- **Kutipan Sumber**:
Urgensi Pemajuan Kebudayaan di Tengah Arus Disrupsi

Tarian Gawi sebagai salah satu warisan budaya kuno dari suku Ende Lio (Foto: warisanbudaya.kemdikbud.go.id)

PARBOABOA, Jakarta - Pemajuan kebudayaan menjadi salah satu program strategis yang tengah digencarkan pemerintah Indonesia. 

Istilah pemajuan kebudayaan sebenarnya bukanlah sesuatu yang bisa disebut baru. Sejak kemerdekaannya, para pendiri bangsa telah menempatkan wacana ini sebagai lokus penting.

Mereka merumuskannya dalam UUD 1945, tepatnya pada Pasal 32 yang menyatakan bahwa “pemerintah memajukan pembangunan nasional Indonesia.” 

Pernyataan ini menegaskan kebudayaan sebagai salah satu pilar utama kehidupan berbangsa. Kebudayaan menciptakan identitas masyarakat Indonesia yang unik dan khas.

Direktur Jenderal (Dirjen) Kebudayaan, Hilmar Farid dalam peringatan Tujuh Tahun UU Pemajuan Kebudayaan di Jakarta, Jumat (21/06/2024) mengungkapkan kompleksitas fungsi budaya.

“Kebudayaan tidak hanya menjadi simbol identitas, tetapi juga berfungsi sebagai modal sosial, ekonomi, dan politik yang dapat menggerakkan kemajuan bangsa,” ungkap Hilmar.

Oleh karena itu, beliau menegaskan bahwa “pengembangan kebudayaan telah menjadi salah satu prioritas utama dalam agenda pembangunan nasional.”

- **Petikan Baris**:
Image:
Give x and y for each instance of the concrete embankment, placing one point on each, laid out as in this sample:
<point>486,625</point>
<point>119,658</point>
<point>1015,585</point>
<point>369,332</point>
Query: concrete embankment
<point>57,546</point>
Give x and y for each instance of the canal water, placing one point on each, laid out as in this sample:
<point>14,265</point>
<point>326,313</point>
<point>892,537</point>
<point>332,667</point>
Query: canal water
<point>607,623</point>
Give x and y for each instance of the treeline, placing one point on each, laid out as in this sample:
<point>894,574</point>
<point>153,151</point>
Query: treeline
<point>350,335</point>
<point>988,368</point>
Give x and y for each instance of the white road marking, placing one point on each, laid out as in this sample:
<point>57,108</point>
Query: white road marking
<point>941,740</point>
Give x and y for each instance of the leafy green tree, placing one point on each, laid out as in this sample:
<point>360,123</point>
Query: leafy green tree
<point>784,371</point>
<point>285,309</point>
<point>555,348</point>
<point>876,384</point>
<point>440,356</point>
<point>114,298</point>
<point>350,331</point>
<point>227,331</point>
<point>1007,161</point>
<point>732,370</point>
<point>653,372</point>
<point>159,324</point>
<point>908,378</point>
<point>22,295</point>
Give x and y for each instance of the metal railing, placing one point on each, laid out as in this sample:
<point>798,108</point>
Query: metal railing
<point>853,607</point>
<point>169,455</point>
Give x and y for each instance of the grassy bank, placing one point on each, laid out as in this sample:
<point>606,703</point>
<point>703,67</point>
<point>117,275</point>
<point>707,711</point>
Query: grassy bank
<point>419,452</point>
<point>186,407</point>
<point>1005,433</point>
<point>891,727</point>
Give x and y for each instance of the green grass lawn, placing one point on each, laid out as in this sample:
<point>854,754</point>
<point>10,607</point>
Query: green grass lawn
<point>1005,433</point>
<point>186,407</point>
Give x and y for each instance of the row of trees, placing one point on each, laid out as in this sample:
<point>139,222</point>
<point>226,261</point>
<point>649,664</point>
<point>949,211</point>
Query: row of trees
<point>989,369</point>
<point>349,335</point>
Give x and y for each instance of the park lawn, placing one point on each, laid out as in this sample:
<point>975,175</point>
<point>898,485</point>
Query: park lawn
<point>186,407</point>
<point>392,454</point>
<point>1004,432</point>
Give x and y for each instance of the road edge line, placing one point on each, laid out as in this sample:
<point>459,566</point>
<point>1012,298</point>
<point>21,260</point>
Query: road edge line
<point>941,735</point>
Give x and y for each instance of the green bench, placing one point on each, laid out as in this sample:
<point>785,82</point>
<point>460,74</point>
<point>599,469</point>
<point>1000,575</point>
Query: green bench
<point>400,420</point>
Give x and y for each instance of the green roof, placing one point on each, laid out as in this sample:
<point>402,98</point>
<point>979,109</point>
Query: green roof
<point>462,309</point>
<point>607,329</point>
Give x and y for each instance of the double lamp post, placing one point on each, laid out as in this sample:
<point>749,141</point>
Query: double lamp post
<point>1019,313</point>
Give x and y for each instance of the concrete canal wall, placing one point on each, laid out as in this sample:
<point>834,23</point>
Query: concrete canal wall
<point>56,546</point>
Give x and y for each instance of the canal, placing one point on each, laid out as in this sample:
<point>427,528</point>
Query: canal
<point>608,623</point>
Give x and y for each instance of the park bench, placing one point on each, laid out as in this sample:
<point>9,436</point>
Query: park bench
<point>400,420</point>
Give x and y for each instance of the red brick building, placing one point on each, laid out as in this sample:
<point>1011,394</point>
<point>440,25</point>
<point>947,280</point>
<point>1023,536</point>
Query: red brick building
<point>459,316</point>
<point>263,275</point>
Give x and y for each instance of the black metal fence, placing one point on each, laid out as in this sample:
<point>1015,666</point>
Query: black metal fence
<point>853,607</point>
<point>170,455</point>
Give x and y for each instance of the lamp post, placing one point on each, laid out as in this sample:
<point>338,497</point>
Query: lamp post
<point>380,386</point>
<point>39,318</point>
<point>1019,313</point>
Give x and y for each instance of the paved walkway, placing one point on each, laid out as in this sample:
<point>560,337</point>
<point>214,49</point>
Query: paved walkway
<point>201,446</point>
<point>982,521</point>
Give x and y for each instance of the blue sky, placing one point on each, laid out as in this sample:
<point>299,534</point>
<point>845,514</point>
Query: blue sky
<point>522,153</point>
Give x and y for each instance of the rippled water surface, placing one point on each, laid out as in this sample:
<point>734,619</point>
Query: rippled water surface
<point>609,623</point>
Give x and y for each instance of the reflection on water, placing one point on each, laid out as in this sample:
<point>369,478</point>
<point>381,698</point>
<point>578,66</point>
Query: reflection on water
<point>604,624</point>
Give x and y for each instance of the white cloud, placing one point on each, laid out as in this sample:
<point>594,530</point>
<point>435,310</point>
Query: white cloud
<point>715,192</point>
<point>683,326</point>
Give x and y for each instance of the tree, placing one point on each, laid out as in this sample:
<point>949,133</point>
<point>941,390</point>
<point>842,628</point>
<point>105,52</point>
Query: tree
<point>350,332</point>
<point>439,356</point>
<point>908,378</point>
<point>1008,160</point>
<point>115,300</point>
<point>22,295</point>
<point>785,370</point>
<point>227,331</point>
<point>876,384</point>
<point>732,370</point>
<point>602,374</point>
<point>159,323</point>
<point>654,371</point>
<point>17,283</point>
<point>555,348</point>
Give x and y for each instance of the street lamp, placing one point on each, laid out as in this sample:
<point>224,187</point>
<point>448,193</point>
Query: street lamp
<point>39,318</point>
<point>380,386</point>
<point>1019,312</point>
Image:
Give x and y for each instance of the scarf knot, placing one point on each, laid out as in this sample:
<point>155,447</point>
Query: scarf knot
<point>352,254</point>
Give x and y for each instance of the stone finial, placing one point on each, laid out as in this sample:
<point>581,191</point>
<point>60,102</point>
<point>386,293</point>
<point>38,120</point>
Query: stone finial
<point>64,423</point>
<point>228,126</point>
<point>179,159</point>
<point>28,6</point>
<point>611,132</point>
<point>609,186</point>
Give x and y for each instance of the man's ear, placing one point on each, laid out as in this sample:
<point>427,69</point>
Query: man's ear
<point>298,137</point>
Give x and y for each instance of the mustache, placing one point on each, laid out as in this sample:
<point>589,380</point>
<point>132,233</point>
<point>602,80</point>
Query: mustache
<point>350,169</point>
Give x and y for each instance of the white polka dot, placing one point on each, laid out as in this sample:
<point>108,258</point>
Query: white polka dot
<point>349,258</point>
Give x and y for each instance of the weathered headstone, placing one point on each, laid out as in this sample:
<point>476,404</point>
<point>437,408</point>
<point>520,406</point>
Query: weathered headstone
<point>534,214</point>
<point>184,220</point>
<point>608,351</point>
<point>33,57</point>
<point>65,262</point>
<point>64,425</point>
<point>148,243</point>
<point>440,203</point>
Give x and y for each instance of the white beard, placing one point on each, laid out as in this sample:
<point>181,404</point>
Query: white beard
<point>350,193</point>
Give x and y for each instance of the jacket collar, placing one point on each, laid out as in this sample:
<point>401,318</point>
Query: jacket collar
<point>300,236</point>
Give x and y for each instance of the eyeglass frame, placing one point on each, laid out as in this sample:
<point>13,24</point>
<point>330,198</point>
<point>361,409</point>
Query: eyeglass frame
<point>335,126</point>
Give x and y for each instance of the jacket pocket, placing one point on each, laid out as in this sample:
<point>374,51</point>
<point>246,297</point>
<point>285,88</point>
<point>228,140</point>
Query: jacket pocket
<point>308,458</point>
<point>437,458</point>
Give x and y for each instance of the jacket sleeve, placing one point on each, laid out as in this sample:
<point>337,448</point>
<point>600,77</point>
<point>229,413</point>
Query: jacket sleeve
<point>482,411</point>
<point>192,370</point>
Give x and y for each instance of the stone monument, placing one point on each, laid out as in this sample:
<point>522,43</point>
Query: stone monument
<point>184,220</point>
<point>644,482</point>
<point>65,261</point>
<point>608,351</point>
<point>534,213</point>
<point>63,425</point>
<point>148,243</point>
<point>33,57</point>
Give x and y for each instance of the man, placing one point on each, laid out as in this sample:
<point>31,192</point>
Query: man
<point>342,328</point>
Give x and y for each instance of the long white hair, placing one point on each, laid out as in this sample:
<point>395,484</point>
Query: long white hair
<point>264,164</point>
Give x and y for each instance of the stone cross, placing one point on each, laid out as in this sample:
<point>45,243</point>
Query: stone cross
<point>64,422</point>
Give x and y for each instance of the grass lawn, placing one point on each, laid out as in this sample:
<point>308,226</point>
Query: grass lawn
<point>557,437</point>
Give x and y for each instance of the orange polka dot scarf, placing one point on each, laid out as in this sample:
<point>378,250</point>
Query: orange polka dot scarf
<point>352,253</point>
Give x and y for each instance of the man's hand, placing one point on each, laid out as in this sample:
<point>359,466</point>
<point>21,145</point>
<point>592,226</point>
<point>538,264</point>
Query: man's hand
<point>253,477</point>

- **Yang Harus Dikerjakan**: Teruskan tulisan tentang pemajuan kebudayaan itu, mulai setelah kalimat terakhirnya.

- **Contoh Penyelesaian**:
Melalui langkah-langkah seperti perlindungan, pengembangan, pemanfaatan, dan pelatihan, pemerintah berupaya menjaga keberagaman budaya bangsa Indonesia.

Bukti perhatian pemerintah terlihat dari pengesahan UU No. 5 Tahun 2017 tentang Pemajuan Kebudayaan yang mempertegas peran kebudayaan dalam pembangunan nasional.

Melalui UU ini diharapkan terbentuk masyarakat yang memiliki kepribadian yang kuat dalam kebudayaan, mampu berdikari secara ekonomi, dan berdaulat dalam ranah politik. 

UU tersebut tidak hanya mengakui keragaman budaya yang dimiliki masyarakat Indonesia, tetapi juga memberikan apresiasi yang mendalam terhadap kekayaan budaya tersebut.

Sejak disahkannya pada 27 April 2017 lalu, pengelolaan kebudayaan di Indonesia telah mengalami transformasi signifikan. 

Perencanaan kebijakan dilakukan secara partisipatif, melibatkan masyarakat dan pemangku kepentingan, di mana pemerintah berperan sebagai fasilitator yang mendukung inisiatif masyarakat.

Pendekatan kebijakan juga telah bergeser dari fokus pada cabang-cabang budaya tertentu menjadi pendekatan holistik pada ekosistem kebudayaan secara keseluruhan.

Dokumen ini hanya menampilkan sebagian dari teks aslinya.